### DIRECTIONS
Whenever a line below includes "bark", add it to the tally, then give the total and nothing more.

◇ ◇ ◇ ◇ ◇

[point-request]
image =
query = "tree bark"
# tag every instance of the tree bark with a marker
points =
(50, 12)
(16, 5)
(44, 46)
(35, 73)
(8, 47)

◇ ◇ ◇ ◇ ◇

### ANSWER TO THIS EXERCISE
2